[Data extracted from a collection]
##############################

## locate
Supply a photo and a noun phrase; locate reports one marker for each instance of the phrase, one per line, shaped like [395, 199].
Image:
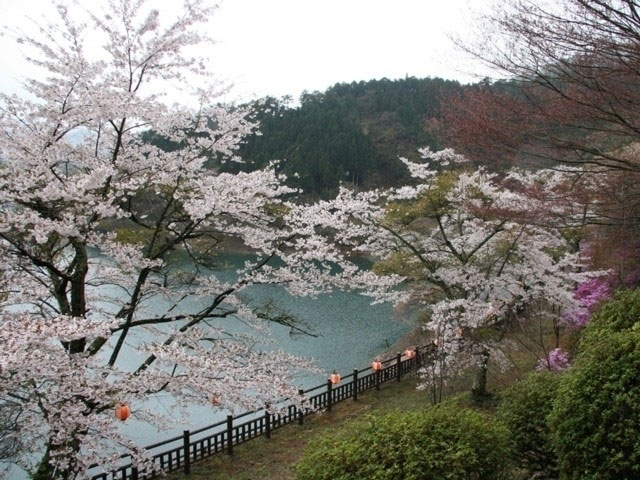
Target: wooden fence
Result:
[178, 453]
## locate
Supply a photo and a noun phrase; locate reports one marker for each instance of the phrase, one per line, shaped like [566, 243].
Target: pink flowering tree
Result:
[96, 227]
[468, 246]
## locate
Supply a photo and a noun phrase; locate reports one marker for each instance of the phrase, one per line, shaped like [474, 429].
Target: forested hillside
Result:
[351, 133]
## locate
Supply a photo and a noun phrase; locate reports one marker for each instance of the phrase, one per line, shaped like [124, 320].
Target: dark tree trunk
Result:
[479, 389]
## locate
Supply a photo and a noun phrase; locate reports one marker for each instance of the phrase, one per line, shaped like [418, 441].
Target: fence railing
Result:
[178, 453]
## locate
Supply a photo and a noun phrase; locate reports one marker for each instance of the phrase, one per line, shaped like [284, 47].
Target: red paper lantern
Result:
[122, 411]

##############################

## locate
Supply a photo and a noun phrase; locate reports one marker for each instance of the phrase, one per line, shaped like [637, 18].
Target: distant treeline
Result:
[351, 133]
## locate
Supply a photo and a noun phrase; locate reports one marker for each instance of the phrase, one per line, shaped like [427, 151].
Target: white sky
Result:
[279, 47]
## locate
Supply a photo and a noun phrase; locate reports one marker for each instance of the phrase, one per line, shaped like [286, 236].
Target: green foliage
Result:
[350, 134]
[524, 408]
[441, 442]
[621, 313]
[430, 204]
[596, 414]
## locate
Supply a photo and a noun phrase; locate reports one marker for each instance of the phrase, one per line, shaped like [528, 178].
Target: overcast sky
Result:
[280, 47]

##############################

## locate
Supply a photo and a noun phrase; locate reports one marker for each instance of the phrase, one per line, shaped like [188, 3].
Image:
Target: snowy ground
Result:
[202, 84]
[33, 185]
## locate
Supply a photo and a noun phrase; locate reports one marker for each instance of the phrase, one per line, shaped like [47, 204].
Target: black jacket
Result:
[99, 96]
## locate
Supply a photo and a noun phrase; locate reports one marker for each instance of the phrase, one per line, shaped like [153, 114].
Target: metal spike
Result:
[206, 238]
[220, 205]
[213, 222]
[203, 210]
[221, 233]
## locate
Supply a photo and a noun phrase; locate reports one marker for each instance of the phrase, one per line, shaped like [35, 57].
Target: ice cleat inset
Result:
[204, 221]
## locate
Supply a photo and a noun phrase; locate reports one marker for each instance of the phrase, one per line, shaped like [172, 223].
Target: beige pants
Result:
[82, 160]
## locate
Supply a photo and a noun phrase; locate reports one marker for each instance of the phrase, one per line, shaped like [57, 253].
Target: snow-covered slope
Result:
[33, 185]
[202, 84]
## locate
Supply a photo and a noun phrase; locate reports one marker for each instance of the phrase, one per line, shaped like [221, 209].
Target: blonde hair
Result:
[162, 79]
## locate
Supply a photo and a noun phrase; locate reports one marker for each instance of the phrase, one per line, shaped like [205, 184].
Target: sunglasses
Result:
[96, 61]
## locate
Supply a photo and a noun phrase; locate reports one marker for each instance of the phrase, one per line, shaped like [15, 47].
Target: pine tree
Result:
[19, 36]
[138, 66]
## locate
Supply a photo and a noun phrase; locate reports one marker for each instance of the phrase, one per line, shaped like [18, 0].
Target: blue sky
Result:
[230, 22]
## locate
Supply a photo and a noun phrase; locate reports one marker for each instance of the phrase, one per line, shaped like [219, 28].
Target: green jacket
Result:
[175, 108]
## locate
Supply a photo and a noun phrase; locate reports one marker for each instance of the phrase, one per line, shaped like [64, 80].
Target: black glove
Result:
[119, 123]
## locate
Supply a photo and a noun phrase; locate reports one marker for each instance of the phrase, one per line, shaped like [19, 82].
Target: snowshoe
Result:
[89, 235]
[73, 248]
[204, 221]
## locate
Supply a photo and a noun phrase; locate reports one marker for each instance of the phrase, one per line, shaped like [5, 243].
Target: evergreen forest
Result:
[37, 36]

##############################

Activity:
Lines with "fence" in them are what the answer must contain; copy each from the records above.

Answer for this exercise:
Target: wooden fence
Target: fence railing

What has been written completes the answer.